Produce an exact copy of the lines from the line containing "of the reed" through the last line of the listing below, both ends included, and nothing else.
____________________
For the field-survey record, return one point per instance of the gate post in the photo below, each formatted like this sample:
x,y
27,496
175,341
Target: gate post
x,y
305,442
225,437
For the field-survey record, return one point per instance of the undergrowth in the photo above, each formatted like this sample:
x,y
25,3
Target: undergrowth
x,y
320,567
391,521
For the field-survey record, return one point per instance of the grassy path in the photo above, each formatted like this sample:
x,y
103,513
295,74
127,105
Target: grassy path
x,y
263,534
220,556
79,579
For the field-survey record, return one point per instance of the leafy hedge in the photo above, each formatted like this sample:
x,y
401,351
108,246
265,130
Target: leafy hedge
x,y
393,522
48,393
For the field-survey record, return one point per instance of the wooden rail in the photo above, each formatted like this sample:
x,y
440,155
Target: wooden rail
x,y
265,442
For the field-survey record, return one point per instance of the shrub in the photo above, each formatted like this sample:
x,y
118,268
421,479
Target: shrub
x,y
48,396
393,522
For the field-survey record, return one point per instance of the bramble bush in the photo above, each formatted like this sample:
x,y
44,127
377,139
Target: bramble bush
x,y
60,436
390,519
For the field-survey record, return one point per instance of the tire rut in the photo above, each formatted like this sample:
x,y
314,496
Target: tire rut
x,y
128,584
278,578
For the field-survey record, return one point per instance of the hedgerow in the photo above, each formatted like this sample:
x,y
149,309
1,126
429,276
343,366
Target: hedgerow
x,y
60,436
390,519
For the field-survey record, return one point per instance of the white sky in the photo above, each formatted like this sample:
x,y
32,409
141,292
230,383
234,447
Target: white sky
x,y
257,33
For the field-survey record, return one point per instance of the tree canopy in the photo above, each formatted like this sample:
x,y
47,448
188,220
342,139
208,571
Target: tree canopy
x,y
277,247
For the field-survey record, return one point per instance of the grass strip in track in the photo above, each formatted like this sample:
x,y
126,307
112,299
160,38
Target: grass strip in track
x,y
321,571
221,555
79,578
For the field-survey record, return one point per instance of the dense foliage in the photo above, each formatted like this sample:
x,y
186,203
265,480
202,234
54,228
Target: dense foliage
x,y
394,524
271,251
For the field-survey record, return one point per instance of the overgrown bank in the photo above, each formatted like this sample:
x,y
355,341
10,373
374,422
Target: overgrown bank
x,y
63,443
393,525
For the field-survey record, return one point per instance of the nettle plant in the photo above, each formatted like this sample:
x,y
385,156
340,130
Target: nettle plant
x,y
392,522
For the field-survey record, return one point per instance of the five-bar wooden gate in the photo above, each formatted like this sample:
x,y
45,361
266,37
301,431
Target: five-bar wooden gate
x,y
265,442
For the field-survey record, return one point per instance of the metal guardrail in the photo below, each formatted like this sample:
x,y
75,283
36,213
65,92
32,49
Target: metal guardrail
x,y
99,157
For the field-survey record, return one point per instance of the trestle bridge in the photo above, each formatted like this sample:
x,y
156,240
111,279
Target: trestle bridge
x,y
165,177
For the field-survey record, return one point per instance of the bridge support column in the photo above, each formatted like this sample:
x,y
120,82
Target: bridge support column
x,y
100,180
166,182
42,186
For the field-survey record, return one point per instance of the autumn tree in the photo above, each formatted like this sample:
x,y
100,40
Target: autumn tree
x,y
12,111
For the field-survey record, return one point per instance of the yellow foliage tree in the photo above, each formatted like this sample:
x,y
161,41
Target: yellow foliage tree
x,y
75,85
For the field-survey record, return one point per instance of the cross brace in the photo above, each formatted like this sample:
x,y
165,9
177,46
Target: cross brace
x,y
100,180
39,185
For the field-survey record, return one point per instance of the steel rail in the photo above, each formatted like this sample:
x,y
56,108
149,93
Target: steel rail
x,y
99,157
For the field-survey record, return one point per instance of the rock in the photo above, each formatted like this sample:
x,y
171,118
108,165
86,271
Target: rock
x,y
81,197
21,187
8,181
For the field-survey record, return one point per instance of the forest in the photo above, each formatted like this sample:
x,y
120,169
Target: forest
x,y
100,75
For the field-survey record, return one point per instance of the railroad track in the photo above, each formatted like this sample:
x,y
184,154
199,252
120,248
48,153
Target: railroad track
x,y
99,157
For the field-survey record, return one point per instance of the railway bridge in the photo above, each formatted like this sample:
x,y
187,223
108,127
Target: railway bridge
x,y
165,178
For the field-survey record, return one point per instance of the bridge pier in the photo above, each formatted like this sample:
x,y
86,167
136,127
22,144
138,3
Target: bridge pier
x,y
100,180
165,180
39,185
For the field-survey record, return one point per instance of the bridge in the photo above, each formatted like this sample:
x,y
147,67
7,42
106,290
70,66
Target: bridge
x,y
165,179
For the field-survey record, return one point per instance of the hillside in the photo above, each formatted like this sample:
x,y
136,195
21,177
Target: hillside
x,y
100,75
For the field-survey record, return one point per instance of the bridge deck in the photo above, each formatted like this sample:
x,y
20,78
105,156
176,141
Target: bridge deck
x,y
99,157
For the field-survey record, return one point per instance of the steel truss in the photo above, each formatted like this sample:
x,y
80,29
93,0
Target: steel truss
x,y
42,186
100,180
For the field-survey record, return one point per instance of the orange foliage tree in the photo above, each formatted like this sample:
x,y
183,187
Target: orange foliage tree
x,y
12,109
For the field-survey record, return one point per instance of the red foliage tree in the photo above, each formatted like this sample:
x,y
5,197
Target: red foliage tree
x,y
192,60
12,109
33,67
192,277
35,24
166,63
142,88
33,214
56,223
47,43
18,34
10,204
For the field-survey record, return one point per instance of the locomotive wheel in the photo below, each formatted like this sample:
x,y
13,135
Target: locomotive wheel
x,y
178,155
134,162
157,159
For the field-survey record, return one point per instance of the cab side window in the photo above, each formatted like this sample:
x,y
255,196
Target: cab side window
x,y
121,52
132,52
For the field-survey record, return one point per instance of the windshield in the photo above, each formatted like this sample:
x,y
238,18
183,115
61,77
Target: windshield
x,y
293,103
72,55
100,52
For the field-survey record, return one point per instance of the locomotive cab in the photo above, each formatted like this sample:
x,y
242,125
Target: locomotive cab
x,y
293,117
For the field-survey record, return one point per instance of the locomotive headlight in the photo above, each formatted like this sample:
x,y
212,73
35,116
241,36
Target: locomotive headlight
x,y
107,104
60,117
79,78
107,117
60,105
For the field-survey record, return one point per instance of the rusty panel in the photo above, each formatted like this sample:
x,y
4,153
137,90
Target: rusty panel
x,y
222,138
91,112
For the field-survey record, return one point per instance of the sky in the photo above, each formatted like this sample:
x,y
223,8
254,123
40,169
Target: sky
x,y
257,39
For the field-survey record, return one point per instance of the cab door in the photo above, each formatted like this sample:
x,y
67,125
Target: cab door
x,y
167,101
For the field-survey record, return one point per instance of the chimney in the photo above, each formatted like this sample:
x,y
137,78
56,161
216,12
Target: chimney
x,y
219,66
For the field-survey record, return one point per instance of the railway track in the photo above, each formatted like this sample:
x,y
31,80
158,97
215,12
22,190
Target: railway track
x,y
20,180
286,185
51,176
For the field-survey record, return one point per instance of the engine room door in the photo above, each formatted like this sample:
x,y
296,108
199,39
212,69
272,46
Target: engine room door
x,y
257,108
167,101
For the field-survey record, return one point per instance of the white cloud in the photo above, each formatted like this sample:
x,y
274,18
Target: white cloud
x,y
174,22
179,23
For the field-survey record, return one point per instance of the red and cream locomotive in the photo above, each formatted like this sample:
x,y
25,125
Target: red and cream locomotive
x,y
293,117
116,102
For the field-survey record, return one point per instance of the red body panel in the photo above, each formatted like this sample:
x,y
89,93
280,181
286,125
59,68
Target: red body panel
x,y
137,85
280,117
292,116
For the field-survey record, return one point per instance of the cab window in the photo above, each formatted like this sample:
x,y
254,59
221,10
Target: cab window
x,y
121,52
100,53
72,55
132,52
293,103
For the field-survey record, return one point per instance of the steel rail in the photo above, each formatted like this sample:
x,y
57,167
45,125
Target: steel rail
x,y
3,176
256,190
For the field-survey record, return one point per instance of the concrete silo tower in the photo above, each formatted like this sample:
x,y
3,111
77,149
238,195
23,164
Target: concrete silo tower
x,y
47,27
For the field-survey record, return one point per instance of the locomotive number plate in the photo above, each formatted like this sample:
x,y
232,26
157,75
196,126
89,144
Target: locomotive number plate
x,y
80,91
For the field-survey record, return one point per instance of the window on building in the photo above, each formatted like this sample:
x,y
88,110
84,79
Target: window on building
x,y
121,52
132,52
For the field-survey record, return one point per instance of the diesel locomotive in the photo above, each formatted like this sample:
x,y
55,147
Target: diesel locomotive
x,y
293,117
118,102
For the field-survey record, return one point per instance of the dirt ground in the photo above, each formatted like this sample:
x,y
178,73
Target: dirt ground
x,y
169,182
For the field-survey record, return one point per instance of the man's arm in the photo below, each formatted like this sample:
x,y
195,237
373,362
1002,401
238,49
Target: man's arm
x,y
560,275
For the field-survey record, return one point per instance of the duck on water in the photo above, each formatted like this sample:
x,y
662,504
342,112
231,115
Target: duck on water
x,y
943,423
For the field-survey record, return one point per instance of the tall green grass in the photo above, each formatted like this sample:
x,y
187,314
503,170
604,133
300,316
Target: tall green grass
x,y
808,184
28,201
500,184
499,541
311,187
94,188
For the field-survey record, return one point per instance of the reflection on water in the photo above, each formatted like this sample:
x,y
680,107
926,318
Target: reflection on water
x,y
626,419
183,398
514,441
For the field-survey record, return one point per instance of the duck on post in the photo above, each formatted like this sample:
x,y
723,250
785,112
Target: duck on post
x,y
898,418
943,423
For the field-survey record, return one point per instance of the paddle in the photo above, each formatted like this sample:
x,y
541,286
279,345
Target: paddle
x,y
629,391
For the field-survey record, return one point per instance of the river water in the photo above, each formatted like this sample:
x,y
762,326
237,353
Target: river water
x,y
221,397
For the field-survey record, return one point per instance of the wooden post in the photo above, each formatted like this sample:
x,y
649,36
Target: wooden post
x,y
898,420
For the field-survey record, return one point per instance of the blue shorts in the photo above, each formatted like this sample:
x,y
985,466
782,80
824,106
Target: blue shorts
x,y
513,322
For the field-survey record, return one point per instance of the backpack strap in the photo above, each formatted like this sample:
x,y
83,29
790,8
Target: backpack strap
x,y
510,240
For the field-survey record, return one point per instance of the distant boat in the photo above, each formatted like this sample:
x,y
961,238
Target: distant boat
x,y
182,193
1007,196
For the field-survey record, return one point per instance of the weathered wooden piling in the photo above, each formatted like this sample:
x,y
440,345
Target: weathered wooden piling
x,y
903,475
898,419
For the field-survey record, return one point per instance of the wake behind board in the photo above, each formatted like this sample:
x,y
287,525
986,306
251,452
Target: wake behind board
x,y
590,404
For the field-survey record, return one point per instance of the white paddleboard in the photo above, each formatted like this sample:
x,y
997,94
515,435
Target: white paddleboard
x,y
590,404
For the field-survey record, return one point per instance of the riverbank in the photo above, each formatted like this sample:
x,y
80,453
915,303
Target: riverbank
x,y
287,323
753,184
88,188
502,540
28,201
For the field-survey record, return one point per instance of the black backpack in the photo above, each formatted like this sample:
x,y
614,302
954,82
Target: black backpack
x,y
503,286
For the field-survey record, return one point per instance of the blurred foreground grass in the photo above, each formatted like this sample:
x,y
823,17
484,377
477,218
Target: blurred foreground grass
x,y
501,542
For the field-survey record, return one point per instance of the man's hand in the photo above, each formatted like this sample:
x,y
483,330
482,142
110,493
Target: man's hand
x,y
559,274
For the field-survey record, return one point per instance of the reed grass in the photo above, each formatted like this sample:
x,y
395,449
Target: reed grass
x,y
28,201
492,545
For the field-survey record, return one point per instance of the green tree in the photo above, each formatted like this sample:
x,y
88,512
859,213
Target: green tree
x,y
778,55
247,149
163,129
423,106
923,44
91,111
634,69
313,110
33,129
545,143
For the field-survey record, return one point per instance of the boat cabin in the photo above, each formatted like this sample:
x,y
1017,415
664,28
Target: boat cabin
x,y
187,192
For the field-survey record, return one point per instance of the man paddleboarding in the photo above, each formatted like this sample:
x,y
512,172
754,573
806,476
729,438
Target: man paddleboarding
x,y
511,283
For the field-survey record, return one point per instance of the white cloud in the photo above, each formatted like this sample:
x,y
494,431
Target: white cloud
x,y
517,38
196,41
____________________
> Output for this exercise
For the field-survey record, return one point per instance of the reed grass in the photo above, each formatted like this sample:
x,y
395,449
Target: reed grass
x,y
28,201
492,545
For the field-survey record, return one point per instance of the green tree in the photo above, each formatted like this sample:
x,y
88,512
859,213
Target: green tree
x,y
778,55
247,149
163,129
423,106
923,44
91,111
634,69
313,110
33,129
545,143
For the field-survey record, return one point per instance of the boat cabin in the photo above, each formatted like this sample:
x,y
1017,415
664,28
Target: boat cabin
x,y
187,192
For the field-survey record, return one point per instance of the man paddleboarding in the photo above, each formatted like this sample:
x,y
512,172
754,573
806,476
729,438
Target: man paddleboarding
x,y
511,283
For the field-survey record, return one point per instance of the white cloud in the photo above, each formatted like this sample:
x,y
494,431
Target: white cloud
x,y
517,38
196,41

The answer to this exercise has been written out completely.